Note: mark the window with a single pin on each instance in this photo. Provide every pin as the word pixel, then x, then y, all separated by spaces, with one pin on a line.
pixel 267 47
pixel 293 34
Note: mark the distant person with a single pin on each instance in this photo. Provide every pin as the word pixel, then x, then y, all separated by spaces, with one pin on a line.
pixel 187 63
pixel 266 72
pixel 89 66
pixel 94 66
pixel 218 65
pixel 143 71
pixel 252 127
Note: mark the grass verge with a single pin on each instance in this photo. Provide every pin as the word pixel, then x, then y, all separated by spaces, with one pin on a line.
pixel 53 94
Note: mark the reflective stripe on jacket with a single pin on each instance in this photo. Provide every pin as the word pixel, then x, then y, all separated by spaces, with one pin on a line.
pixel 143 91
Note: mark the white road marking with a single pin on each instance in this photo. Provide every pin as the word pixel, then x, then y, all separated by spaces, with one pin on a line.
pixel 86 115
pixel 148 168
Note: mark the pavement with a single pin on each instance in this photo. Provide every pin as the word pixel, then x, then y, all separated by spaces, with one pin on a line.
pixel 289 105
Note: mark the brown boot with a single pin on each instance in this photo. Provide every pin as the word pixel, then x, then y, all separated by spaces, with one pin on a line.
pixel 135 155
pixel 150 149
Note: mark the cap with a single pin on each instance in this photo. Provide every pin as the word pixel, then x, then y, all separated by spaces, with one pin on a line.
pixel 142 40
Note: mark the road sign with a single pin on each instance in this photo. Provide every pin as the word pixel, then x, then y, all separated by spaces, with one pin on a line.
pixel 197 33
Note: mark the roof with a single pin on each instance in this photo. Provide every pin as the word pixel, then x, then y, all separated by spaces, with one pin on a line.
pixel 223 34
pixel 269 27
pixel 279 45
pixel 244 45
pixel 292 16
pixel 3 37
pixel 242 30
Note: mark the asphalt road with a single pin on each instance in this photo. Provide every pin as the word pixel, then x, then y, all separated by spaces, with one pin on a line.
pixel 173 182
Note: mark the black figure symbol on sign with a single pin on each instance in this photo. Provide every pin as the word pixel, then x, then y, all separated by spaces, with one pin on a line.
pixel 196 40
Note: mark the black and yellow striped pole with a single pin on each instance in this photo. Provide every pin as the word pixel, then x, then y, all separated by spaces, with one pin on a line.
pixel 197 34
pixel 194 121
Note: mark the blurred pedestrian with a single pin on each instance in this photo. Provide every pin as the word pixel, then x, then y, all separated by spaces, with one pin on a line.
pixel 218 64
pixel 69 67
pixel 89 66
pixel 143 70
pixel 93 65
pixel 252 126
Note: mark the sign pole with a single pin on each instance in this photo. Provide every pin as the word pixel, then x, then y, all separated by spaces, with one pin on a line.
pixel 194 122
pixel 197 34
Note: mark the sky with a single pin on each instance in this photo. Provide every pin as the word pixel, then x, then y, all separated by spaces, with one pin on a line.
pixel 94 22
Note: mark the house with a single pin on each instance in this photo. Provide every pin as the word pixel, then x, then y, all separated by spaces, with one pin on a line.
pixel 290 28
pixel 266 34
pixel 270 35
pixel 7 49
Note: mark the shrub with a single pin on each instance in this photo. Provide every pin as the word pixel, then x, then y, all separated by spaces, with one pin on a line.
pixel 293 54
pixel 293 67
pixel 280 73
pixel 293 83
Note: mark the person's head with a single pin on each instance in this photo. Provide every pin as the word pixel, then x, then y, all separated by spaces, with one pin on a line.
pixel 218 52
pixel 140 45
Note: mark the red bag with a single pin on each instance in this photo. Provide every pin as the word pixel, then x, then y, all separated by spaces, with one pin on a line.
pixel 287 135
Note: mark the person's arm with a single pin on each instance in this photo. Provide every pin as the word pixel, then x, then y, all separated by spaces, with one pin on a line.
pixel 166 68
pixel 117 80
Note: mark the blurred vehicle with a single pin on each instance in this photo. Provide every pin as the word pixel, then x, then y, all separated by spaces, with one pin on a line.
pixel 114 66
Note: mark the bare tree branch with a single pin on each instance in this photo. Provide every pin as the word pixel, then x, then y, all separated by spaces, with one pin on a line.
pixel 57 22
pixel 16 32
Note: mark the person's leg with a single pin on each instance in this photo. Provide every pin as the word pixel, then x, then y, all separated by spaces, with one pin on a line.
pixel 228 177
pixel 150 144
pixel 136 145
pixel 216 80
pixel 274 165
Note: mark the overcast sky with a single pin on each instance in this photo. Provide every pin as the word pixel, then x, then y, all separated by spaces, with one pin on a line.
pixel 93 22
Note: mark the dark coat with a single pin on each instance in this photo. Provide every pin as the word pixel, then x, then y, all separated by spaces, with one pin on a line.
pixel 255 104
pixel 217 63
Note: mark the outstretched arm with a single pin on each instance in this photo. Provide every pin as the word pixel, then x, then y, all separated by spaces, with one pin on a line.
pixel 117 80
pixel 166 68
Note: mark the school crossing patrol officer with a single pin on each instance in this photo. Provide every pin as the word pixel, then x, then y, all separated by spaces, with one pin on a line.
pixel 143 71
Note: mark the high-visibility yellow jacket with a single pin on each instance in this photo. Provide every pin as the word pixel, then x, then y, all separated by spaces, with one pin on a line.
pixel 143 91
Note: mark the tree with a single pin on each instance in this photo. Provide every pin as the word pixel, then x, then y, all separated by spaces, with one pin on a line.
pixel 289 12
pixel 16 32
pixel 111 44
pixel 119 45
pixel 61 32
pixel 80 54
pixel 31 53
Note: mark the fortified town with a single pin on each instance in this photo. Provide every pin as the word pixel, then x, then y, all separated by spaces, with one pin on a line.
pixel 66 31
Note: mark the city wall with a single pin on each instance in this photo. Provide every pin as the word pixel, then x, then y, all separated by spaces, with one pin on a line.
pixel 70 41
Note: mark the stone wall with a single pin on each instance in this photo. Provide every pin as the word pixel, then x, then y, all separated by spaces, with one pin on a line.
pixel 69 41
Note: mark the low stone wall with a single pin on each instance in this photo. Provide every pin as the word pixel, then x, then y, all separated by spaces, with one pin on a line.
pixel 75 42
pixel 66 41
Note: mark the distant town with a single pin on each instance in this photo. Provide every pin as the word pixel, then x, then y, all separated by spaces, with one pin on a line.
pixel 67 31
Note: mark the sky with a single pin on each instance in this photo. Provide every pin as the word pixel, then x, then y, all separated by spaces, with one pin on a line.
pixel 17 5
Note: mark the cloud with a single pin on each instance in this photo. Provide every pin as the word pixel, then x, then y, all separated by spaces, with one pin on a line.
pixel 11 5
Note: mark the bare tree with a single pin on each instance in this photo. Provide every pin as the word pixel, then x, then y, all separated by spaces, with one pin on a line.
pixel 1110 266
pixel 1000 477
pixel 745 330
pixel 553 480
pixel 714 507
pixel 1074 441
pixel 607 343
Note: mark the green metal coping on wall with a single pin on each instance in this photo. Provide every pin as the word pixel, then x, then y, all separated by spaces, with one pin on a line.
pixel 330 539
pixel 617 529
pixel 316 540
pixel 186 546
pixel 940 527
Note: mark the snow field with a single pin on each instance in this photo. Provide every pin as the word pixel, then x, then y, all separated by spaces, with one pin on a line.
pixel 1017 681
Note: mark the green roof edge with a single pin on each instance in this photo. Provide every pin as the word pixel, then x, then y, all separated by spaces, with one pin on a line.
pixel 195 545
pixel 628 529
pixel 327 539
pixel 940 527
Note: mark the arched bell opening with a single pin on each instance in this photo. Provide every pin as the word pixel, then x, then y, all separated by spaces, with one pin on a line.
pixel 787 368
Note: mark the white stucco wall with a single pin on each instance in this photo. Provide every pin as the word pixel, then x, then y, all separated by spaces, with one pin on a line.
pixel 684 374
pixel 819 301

■ EXERCISE ■
Copy the data word for word.

■ TASK OUTPUT ■
Note: mark the window with a single pin on each instance in this photo. Provide every pin as the word pixel, then x, then y, all separated by spaces, with one pin on a line.
pixel 267 47
pixel 293 34
Note: mark the distant person with a single pin on each instance in this photo. Provide every pin as the word pixel, then x, then y, all separated by spaces, with one pin on a line.
pixel 187 63
pixel 266 72
pixel 89 66
pixel 94 66
pixel 218 65
pixel 143 71
pixel 252 127
Note: mark the grass verge with a single pin on each instance in this photo. Provide every pin as the word pixel, then x, then y, all separated by spaces, with one pin on a line.
pixel 53 94
Note: mark the reflective stripe on jacket with a single pin on each instance in this photo. Provide every pin as the word pixel, then x, then y, all separated by spaces, with one pin on a line.
pixel 143 91
Note: mark the white road marking with a single pin on each instance in this photo. Provide every pin as the word pixel, then x, then y, all separated by spaces, with one pin on a line.
pixel 86 115
pixel 148 168
Note: mark the pavement with a single pin on each instance in this photo. Provide every pin as the word pixel, then x, then y, all separated by spaces, with one pin on a line.
pixel 289 105
Note: mark the brown boot with a single pin on each instance in this photo. Provide every pin as the word pixel, then x, then y, all separated by spaces, with one pin on a line.
pixel 135 155
pixel 150 149
Note: mark the cap with a single pin on each instance in this photo. Provide every pin as the word pixel, then x, then y, all separated by spaces, with one pin on a line.
pixel 142 40
Note: mark the road sign with a single pin on each instance in this photo. Provide every pin as the word pixel, then x, then y, all separated by spaces, with one pin on a line.
pixel 197 33
Note: mark the roof with a single pin on each instance in this photo. Provide every pin as the word pixel, then x, then y, all separated by spaces, with one pin on a line.
pixel 223 34
pixel 269 27
pixel 279 45
pixel 244 45
pixel 292 16
pixel 3 37
pixel 242 30
Note: mark the asphalt road with a single pin on each instance in this photo. Provide every pin as the word pixel, then x, then y, all separated by spaces, with one pin on a line.
pixel 173 182
Note: mark the black figure symbol on sign with a single pin on each instance in this photo. Provide every pin as the word pixel, then x, then y, all separated by spaces, with one pin on a line.
pixel 196 40
Note: mark the black and yellow striped pole with a single pin on each instance in this photo. Provide every pin as the word pixel, then x, then y, all separated by spaces, with one pin on a line.
pixel 197 34
pixel 194 121
Note: mark the blurred pedestrian with a single pin on each instance in this photo. Provide every pin as the word pixel, then x, then y, all separated by spaces, with one pin on a line.
pixel 218 64
pixel 69 67
pixel 89 66
pixel 143 70
pixel 93 65
pixel 252 126
Note: mark the sign pole with a single pin on each instance in this photo. Provide every pin as the word pixel, then x, then y, all separated by spaces, with one pin on a line.
pixel 194 122
pixel 197 34
Note: mark the sky with a single pin on each instance in this photo. Provide every pin as the word pixel, then x, then y, all separated by spaces, with one pin on a line.
pixel 94 22
Note: mark the house with a single pin on each instance in this photo. Provide every pin as the word pixel, then x, then y, all separated by spaces, with one pin on a line.
pixel 290 28
pixel 266 34
pixel 270 35
pixel 7 49
Note: mark the shrub with a single pin on each instance in this photo. Provide every pin as the word pixel, then x, then y, all separated by spaces, with one pin on a line.
pixel 293 54
pixel 293 67
pixel 280 73
pixel 293 83
Note: mark the person's head with a single pin on each instance in this photo. Provide every pin as the word pixel, then x, then y, all separated by spaces, with one pin on a line.
pixel 218 52
pixel 140 45
Note: mark the red bag with a single pin on each instance in this photo. Provide every pin as the word pixel, then x, then y, all separated by spaces, with one pin on a line.
pixel 287 135
Note: mark the person's arm with a single pin on each instance in this photo. Provide every pin as the word pixel, then x, then y, all separated by spaces, with one pin on a line.
pixel 166 68
pixel 117 80
Note: mark the blurred vehicle with a single pin on each instance in this photo. Provide every pin as the word pixel, then x, then y, all separated by spaces, with one pin on a line.
pixel 114 66
Note: mark the bare tree branch with a single pin on each instance in this photo. Provide every pin as the word pixel, then x, then y, all separated by spaces, with one pin on a line.
pixel 57 22
pixel 16 32
Note: mark the person's leg with a single pin on each instance in this photo. Provide every pin as the word pixel, then x, then y, all separated by spaces, with one pin on a line.
pixel 228 177
pixel 150 144
pixel 136 145
pixel 216 80
pixel 274 165
Note: mark the overcast sky with a single pin on each instance in this photo. Provide every pin as the word pixel, then x, then y, all separated by spaces, with one pin on a line.
pixel 93 22
Note: mark the dark coat with a single pin on each instance in this photo. Provide every pin as the word pixel, then x, then y, all separated by spaces, with one pin on a line.
pixel 255 104
pixel 217 63
Note: mark the outstretched arm with a single pin on each instance in this photo. Provide every pin as the word pixel, then x, then y, all separated by spaces, with one pin on a line.
pixel 117 80
pixel 166 68
Note: mark the school crossing patrol officer with a single pin on each instance in this photo. Provide every pin as the word pixel, then x, then y, all separated by spaces, with one pin on a line.
pixel 143 71
Note: mark the high-visibility yellow jacket with a single pin on each instance in this photo. Provide every pin as the word pixel, then x, then y, all separated by spaces, with one pin on a line.
pixel 143 91
Note: mark the tree with a single pin on each instance in this photo. Provide every pin as the word pixel, then x, then y, all separated by spaces, with one pin on a line.
pixel 289 12
pixel 16 32
pixel 111 44
pixel 119 45
pixel 61 32
pixel 80 54
pixel 31 53
Note: mark the fortified town with a single pin on each instance in this photo. Provide every pin as the word pixel, then x, then y, all separated by spaces, with one pin on a line.
pixel 66 31
Note: mark the city wall with a single pin on each instance in this photo. Provide every pin as the word pixel, then x, then y, all separated by spaces, with one pin on a line.
pixel 70 41
Note: mark the stone wall with a single pin on each instance in this photo. Provide every pin as the word pixel, then x, then y, all separated by spaces, with one pin on a line.
pixel 69 41
Note: mark the low stone wall with a single pin on each instance in this photo. Provide every pin as the word pixel, then x, then y, all separated by spaces, with one pin on a line.
pixel 75 42
pixel 66 41
Note: mark the distant town with a single pin on each instance in this photo. Provide every pin as the word pixel, then x, then y, all separated by spaces, with one pin on a line.
pixel 67 31
Note: mark the sky with a single pin on each instance in this photo. Provide every pin as the word pixel, then x, then y, all separated by spaces, with one pin on a line.
pixel 17 5
Note: mark the cloud with a single pin on each instance in this photo. Provide every pin as the word pixel, then x, then y, all separated by spaces, with one pin on a line.
pixel 11 5
Note: mark the bare tree with a single pin on each instance in this photo. Provide every pin as the word pixel, then x, then y, all separated by spaces, with one pin on a line.
pixel 1110 266
pixel 1000 477
pixel 745 330
pixel 553 480
pixel 714 507
pixel 1074 441
pixel 607 343
Note: mark the green metal coping on wall with a single pin on each instance in this photo. Provide every pin as the word pixel, then x, then y, all separated by spaces, with one pin on a line.
pixel 330 539
pixel 617 529
pixel 316 540
pixel 186 546
pixel 940 527
Note: mark the snow field with a single pin on each instance in this photo. Provide every pin as the word pixel, then x, then y, all separated by spaces, with one pin on a line.
pixel 1017 681
Note: mark the green roof edge with a single pin on each instance in this photo. Provide every pin as the word pixel, then x, then y, all separated by spaces, with one pin on a line.
pixel 195 545
pixel 628 529
pixel 327 539
pixel 940 527
Note: mark the arched bell opening with a single pin on each instance in this photo. Provide every pin as the word pixel, then x, then y, all separated by spaces, with one pin on a line.
pixel 787 368
Note: mark the white stucco wall with a single pin on each instance in this photo. Provide every pin as the word pixel, then x, then y, all separated by spaces, with one pin on a line.
pixel 684 374
pixel 819 301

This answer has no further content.